▸ **PROBLEM 1**
In the passage about the breakup, shorten the paragraph that begins "Maybe she was being fake to me" and keep its main facts.
▸ **PROBLEM 2**
Take the passage about the breakup further, starting right after its final sentence.

▸ **PASSAGE GIVEN**
So now I'm sitting here with my knees bouncing up and down and my cell phone right here knowing that Ashlea isn't going to call me but hoping against all knowledge that she will. I'll be fine for a while. I won't feel anything. I'll just be talking to someone and everything will be fine. I won't even think about her. But then I'll be doing something, not even a trace of a thought of her in my head, and this feeling will come over me and I'll need to get up and immediately she will come rushing into my conscious thoughts. No amount of "get a hold of yourself, Jason" or "for crying out loud, stop being so stupid, Jason" will do anything. I'm hoping I'll feel better tomorrow. However, I know that after I left Kelli's, I didn't end up crying until several days after. All the days before that were like this, but they just got worse. I'm hoping the days after today won't get worse. I don't want to feel like this. I'm sitting here wanting to cry because it will feel good and I'm thinking I'll feel better once I do. I actually just started to right now but it went away right away.

I understand what she was saying. I'm just not the right person for her. I'm sorry, but it's hard not to be passionate right now. So... fuck! What the fuck does she mean I'm not right for her? There's nothing wrong with me. I'm sure as hell not perfect. No one is. I have my flaws. She's not perfect. But I was willing to be with her anyway. I know we weren't totally compatible. We didn't have a lot of the same interests. Okay, so when I would talk about stuff that didn't interest her she felt bad for not caring more. Well so what? She doesn't wanna change me. So don't! I don't have to change. I'm fine how I am. There are some things that could be better and I see them and want to change them because I'm tired of them, but even with those things, there's no reason someone couldn't be happy with me. I know that some people are too different. I'm not going to satisfy someone who wants to go party and drink every night. Maybe she really is like that and was just toning it down because she was with me and I wasn't like that. She doesn't seem like that type, though. She seems like the calm, soft-mannered type of girl. She seems like my type.

Maybe she was being fake to me. If so, then I can understand us not being right for each other. But just going off of how she was around me, she is a lot more appealing than any other girl I've met. The things I didn't like weren't that big of a deal. I was more than happy to see past them. I wasn't settling for her. I wasn't taking what I could get. I saw her how she was and liked what I saw. I felt good around her. She made me want to change all the things I didn't like about myself, even without her saying anything about them.

▸ **GIVEN INFORMATION**
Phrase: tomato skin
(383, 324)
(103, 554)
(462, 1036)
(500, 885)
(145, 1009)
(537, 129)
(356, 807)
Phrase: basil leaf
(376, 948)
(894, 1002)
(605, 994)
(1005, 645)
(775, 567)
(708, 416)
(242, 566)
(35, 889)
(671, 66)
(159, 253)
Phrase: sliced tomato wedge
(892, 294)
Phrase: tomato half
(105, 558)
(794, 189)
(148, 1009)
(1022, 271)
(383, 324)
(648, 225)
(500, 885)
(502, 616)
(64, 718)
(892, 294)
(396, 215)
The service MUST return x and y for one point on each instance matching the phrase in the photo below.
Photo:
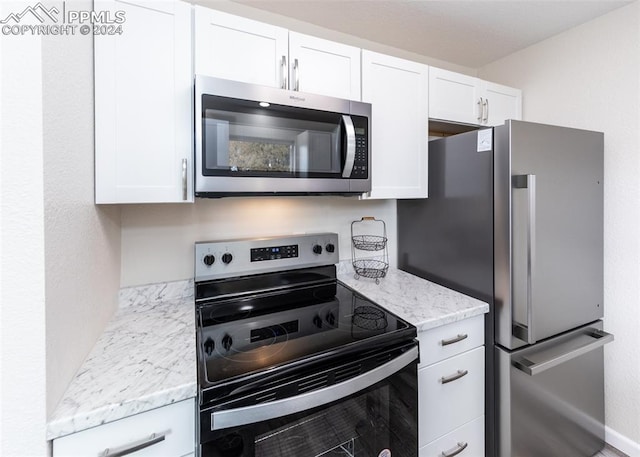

▸ **TASK ANSWER 1**
If she was being fake with me, I can see why we weren't right for each other. But judging by how she acted around me, she appeals to me more than any other girl I've met. The things I didn't like were minor, and I was happy to overlook them. I wasn't settling. I saw her as she was and liked it. She made me feel good and made me want to change what I disliked about myself, even though she never mentioned those things.

▸ **TASK ANSWER 2**
She said she doesn't want to do to me what Evan did to her. She saw me in her position and herself in Evan's position. She wasn't who he saw himself with. I guess there were too many things that he didn't like about her and he couldn't get past them, so he broke it up. She didn't want to turn into him, so instead of letting it go on for a year or so, she was stopping it before it got too far. Well, she is doing what Evan did. She is like him. She just made the decision faster. She didn't drag me as far in the mud, but she still left me there and turned around and left. She said all the little insignificant things she doesn't like about me, when added up, are too much for her to get past and be happy with me and it's the same thing Evan had with her. But instead of finishing the sentence with "and I don't want to be like Evan, so I'm stopping it now", what would have made her different from Evan would have been if she finished it with "and I don't want to be like Evan, so I'm going to look past them and stay with you."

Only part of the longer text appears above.